-- begin PROVIDED MATERIAL --

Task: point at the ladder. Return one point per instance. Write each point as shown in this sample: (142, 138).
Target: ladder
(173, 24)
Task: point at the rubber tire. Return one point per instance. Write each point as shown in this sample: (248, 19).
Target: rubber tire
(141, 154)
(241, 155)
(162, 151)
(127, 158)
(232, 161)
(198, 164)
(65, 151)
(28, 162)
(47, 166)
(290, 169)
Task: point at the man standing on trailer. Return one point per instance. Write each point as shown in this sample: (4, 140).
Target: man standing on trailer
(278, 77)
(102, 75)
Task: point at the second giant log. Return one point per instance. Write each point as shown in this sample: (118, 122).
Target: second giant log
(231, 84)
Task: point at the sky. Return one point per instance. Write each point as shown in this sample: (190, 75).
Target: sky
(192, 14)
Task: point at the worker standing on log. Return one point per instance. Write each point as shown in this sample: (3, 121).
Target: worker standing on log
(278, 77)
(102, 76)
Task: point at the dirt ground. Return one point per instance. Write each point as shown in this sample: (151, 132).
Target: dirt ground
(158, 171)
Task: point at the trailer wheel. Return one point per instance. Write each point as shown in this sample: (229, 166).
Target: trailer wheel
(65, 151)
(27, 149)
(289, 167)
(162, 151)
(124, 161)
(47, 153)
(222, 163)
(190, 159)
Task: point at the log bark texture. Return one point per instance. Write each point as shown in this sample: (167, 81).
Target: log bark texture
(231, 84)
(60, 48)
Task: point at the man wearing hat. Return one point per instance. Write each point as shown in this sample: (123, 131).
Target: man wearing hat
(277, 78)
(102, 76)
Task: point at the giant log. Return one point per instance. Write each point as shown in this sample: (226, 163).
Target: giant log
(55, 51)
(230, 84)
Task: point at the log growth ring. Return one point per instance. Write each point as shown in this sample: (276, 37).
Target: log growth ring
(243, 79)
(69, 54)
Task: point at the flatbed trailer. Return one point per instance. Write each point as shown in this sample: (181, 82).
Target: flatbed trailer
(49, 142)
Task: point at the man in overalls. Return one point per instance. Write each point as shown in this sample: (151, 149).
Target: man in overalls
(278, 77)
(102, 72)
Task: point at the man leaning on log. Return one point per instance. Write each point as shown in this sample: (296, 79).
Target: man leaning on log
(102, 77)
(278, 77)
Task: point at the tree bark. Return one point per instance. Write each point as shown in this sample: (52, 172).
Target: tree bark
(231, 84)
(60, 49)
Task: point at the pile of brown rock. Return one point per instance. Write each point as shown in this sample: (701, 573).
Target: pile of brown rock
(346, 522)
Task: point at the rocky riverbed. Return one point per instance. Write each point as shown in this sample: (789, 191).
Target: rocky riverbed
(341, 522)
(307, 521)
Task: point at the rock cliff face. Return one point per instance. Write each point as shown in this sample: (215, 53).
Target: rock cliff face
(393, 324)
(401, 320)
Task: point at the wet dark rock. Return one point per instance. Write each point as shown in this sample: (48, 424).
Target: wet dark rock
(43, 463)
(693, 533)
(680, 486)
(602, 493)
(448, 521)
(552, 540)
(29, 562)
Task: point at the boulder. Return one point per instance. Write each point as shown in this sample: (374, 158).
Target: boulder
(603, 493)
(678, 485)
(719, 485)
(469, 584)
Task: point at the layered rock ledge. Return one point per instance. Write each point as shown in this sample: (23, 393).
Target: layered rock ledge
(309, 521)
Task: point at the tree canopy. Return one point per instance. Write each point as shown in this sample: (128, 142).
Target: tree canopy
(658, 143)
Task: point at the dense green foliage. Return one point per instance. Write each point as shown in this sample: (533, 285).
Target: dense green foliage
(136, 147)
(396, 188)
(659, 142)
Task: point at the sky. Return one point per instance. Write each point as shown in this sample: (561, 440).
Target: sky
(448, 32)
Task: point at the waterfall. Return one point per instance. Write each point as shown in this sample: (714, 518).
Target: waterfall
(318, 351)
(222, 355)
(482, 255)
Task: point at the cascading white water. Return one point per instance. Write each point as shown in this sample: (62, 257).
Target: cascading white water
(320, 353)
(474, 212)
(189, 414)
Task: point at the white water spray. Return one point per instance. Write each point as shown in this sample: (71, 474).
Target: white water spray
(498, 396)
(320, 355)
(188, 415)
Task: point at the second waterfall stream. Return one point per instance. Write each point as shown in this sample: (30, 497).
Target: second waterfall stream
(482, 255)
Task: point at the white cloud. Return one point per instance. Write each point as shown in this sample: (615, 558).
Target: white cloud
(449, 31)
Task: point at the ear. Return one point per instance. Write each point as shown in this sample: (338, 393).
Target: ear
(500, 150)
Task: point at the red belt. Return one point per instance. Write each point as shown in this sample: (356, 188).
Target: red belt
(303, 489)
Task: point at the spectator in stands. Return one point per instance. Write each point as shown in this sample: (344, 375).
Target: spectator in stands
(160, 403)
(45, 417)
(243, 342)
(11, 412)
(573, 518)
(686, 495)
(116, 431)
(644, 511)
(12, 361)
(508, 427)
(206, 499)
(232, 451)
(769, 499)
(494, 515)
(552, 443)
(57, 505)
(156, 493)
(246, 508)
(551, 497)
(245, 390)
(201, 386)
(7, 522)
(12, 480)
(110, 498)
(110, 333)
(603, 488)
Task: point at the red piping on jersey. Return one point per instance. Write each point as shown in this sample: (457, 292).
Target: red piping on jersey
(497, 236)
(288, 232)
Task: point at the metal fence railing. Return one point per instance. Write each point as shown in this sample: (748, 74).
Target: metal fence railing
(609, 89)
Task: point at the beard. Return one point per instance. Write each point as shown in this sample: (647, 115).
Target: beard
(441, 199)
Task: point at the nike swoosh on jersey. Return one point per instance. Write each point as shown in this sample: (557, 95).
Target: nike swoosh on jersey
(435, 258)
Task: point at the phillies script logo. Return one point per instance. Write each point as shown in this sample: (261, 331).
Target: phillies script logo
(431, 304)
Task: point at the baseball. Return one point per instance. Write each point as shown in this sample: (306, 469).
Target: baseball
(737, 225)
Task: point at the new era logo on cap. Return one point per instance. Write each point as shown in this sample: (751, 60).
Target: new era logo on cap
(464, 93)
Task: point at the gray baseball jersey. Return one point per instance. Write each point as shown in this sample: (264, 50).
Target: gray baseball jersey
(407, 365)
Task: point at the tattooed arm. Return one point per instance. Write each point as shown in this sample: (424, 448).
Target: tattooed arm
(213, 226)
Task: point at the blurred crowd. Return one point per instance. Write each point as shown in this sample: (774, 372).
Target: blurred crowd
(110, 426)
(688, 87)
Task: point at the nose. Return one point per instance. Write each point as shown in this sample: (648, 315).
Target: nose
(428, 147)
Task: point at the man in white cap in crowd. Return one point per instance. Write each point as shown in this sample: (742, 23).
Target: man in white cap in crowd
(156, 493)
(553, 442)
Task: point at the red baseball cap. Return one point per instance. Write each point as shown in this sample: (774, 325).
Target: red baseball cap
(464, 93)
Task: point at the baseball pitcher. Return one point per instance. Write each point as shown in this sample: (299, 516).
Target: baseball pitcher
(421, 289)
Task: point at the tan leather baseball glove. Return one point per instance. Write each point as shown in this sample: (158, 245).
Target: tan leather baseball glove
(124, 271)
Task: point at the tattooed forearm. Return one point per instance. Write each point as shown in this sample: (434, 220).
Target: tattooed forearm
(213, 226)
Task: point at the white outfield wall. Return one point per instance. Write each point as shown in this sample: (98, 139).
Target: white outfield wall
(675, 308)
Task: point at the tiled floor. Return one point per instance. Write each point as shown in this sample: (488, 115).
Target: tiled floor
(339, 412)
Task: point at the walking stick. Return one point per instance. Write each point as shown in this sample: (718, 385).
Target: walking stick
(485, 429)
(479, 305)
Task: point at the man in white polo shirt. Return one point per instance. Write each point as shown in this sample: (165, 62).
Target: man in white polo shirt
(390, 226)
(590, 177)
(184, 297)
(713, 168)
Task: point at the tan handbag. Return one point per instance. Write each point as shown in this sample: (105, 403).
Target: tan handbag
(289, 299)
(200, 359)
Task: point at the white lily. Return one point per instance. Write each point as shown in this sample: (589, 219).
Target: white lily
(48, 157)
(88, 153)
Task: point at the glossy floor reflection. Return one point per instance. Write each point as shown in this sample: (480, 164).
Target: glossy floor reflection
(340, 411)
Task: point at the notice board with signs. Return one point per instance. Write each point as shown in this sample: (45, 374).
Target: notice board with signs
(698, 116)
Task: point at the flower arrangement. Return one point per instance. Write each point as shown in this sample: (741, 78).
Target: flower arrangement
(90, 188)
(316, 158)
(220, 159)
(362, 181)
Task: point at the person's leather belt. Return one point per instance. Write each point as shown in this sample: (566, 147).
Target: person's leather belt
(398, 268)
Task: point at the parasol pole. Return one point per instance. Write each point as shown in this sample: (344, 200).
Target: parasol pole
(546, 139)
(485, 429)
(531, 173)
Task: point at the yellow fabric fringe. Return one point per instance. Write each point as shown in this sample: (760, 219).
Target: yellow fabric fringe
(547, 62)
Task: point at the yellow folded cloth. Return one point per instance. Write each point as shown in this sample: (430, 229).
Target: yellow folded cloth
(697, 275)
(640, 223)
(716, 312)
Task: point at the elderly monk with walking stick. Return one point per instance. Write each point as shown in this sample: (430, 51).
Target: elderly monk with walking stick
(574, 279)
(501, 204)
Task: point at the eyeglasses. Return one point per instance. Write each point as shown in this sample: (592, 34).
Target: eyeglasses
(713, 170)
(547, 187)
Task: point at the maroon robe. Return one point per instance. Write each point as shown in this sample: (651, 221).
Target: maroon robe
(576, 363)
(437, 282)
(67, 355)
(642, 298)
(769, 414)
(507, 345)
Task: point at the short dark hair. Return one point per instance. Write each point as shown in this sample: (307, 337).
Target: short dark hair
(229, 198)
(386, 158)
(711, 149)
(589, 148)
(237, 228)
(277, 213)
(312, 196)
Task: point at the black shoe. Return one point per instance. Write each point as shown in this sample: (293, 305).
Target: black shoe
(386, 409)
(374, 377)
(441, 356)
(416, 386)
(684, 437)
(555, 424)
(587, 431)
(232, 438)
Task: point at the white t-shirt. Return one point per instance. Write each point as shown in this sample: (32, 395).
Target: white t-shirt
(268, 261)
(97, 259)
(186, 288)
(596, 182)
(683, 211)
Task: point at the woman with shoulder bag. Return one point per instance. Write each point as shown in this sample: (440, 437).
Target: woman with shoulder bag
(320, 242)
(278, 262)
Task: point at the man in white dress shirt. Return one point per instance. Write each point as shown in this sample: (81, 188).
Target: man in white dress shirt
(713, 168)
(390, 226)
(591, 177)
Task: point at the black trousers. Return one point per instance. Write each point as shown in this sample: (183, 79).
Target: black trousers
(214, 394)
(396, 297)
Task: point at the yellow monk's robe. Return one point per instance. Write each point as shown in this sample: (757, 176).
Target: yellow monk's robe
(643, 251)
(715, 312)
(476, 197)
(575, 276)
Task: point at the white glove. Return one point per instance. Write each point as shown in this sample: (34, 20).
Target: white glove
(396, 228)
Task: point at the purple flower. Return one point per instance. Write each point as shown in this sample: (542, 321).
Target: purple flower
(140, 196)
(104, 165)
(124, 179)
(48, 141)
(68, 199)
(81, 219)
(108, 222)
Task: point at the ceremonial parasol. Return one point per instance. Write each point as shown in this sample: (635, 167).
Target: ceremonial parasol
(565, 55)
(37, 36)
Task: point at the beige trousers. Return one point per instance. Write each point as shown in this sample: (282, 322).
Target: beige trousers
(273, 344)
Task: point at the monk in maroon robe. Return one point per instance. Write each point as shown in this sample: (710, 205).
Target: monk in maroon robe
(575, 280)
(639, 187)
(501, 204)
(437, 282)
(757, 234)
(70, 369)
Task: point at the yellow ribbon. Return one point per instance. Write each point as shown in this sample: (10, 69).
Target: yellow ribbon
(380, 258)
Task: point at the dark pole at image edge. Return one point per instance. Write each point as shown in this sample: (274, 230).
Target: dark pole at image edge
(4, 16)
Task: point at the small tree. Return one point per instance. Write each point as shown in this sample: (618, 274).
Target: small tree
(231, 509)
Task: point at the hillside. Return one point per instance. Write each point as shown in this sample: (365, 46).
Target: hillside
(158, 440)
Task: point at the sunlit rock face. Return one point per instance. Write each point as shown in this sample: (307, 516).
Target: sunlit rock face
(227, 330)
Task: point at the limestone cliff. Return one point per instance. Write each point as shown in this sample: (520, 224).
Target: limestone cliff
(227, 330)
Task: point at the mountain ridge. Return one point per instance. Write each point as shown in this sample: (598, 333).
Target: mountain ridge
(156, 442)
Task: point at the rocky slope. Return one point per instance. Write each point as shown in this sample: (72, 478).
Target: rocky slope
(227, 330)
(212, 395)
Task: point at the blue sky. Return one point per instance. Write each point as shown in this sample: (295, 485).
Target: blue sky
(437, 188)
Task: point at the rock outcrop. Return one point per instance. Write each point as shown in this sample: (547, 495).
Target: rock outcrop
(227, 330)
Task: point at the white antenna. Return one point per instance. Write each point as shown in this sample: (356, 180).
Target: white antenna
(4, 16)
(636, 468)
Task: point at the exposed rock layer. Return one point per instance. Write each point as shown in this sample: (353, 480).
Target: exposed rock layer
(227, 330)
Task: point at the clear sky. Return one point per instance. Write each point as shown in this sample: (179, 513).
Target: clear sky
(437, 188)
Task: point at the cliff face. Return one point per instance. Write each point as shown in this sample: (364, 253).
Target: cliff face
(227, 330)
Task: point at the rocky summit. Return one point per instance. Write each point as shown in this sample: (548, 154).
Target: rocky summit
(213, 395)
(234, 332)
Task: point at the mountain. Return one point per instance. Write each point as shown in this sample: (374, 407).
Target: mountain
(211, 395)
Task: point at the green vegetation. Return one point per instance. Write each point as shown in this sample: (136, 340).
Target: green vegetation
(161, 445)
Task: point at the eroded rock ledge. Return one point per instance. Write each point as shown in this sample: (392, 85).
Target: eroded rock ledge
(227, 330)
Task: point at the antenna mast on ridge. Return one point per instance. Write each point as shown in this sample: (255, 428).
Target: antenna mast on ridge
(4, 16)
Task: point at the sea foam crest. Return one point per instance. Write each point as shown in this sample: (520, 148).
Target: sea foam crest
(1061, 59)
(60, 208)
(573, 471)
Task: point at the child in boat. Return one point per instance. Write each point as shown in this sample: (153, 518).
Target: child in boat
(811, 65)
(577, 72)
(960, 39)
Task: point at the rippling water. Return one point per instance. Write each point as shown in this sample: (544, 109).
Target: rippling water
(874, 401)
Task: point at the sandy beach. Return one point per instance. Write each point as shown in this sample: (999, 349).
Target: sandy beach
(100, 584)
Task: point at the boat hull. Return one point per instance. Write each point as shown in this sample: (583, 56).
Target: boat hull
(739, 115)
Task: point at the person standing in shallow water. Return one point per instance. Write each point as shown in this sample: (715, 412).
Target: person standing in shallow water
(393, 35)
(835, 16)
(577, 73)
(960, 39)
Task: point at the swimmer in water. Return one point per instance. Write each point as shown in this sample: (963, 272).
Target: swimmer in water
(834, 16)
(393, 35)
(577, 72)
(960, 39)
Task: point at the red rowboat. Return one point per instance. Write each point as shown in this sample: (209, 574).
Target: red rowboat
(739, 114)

-- end PROVIDED MATERIAL --

Copy exactly, word for word, the line with "Task: point at the cliff" through the final line of the listing.

=== TASK SOLUTION ===
Task: point at the cliff face. Return one point per instance. Write each point as shown in this sample: (364, 253).
Target: cliff face
(227, 330)
Task: point at the rocky summit. Return one point per instance. Write each point as shown in this sample: (548, 154).
Target: rocky summit
(213, 395)
(234, 332)
Task: point at the mountain. Return one point per instance. Write each point as shown in this sample: (374, 407).
Target: mountain
(211, 395)
Task: point at the green vegetation. Return one point per instance. Write each point as shown in this sample: (136, 340).
Target: green vegetation
(161, 445)
Task: point at the eroded rock ledge. Return one point per instance. Write each point as shown in this sample: (392, 85).
Target: eroded rock ledge
(227, 330)
Task: point at the antenna mast on ridge. Return one point per instance. Write each point as shown in this sample: (255, 428).
Target: antenna mast on ridge
(4, 16)
Task: point at the sea foam crest. Return one point per instance. Write each point as shown in this sample: (520, 148).
Target: sea foam crest
(1061, 59)
(60, 208)
(573, 471)
Task: point at the child in boat. Return one point per instance. Write each point as shown in this sample: (153, 518).
Target: child in boat
(811, 65)
(577, 72)
(960, 39)
Task: point at the rippling water. Return one point per instance. Write each point as shown in this sample: (544, 109).
Target: rippling water
(874, 401)
Task: point at the sandy beach. Return one point per instance. Write each point as shown in this sample: (999, 349).
Target: sandy beach
(100, 584)
Task: point at the boat hull. Return one point per instance. Write each point as shown in this sample: (583, 56).
Target: boat hull
(739, 115)
Task: point at the person standing in shallow water. Return one point per instance. Write each point as shown in this sample: (715, 412).
Target: person standing in shallow water
(393, 35)
(835, 16)
(577, 73)
(960, 39)
Task: point at the swimmer in water. Return one point per instance. Write each point as shown in this sample: (963, 272).
Target: swimmer in water
(834, 16)
(393, 35)
(577, 72)
(960, 39)
Task: point at the red rowboat. Return one point per instance. Write each point as shown in this sample: (209, 574).
Target: red rowboat
(739, 114)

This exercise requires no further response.